━━ VORLIEGENDE EINTRÄGE

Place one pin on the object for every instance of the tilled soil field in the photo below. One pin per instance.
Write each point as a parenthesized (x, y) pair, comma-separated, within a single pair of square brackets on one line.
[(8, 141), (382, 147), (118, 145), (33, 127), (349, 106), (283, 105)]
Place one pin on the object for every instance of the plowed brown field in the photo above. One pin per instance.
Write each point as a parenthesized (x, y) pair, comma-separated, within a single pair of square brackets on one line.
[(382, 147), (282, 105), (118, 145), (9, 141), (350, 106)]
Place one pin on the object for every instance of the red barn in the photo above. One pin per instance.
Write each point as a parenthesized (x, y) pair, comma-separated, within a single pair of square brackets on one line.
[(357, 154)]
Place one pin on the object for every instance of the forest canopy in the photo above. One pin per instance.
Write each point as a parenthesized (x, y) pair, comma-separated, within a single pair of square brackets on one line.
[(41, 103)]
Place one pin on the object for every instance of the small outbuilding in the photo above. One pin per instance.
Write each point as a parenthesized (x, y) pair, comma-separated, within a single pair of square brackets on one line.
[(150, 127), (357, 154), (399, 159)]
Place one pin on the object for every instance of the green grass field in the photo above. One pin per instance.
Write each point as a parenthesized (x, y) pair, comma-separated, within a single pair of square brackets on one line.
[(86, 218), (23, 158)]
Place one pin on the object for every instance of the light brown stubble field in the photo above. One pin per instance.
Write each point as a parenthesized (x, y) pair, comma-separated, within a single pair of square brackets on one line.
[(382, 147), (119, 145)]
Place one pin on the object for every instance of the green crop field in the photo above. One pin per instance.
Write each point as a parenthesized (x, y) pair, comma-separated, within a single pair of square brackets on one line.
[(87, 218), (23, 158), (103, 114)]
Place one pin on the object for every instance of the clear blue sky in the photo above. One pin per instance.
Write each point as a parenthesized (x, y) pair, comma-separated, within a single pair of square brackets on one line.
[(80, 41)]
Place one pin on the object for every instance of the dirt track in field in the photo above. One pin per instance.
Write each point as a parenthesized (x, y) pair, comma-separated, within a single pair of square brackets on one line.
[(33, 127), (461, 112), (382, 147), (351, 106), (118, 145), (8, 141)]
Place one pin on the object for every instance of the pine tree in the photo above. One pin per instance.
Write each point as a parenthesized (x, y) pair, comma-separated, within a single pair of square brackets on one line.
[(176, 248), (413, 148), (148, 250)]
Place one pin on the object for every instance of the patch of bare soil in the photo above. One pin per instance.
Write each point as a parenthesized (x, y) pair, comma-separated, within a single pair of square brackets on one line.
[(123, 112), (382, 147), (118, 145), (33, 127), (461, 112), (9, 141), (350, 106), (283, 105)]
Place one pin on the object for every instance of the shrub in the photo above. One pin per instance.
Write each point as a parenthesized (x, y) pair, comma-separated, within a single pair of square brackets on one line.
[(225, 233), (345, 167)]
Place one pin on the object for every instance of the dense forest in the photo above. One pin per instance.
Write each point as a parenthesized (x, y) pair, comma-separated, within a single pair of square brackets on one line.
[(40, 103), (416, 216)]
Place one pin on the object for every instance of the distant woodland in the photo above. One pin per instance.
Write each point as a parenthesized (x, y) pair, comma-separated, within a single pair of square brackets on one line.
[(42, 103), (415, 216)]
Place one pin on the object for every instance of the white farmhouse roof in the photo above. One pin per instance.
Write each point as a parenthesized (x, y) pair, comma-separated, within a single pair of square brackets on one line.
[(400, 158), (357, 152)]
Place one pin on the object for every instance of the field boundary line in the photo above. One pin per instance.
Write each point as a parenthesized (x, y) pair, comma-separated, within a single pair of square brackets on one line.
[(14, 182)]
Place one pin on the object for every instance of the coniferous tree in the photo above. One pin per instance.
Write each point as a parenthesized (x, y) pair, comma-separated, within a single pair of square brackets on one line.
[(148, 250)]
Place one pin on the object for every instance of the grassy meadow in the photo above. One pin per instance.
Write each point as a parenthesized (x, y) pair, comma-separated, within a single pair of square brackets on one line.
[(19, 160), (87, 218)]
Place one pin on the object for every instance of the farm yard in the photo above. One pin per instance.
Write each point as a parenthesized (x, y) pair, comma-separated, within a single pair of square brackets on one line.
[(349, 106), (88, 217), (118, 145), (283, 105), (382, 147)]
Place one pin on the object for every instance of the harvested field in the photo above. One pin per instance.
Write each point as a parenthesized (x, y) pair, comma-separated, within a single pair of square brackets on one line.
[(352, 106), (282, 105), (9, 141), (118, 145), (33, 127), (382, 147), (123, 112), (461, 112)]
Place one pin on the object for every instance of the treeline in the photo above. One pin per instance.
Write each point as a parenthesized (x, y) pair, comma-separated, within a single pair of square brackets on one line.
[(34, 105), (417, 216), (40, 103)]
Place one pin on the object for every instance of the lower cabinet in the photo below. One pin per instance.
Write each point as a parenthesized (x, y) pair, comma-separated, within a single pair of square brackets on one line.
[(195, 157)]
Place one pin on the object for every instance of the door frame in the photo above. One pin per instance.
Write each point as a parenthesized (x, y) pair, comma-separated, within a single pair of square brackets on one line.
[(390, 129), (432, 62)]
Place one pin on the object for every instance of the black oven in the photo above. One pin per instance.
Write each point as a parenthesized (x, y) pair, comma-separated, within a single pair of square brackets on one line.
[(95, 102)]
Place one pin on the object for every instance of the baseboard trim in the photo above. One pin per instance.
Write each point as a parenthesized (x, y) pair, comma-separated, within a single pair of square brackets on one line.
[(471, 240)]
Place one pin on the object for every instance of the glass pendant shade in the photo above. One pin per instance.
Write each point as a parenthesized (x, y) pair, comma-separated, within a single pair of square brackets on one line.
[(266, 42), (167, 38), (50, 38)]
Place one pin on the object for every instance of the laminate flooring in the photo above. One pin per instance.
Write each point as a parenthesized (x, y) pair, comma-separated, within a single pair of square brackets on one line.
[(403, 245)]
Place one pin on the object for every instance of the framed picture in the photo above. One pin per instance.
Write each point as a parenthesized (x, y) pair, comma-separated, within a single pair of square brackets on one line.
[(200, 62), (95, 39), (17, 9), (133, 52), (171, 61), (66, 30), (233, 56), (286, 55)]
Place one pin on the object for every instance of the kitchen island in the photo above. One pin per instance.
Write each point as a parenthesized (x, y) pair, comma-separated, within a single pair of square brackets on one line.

━━━━

Bereite den Abschnitt von der Zeile mit „of the patch“ bis einschließlich der Zeile mit „(350, 106), (283, 105)]“ als zweispaltige CSV mit den Spalten anweisung und antwort auf. Jede CSV-Zeile enthält einen Text und die zugehörige Antwort, jeweils als ein Feld in Anführungszeichen, wobei Zeilenumbrüche durch Leerzeichen ersetzt werden.

anweisung,antwort
"Place one pin on the object for every instance of the patch of bare soil in the photo above. One pin per instance. Write each point as a parenthesized (x, y) pair, comma-separated, within a single pair of square brackets on one line.","[(123, 112), (382, 147), (118, 145), (33, 127), (461, 112), (9, 141), (350, 106), (283, 105)]"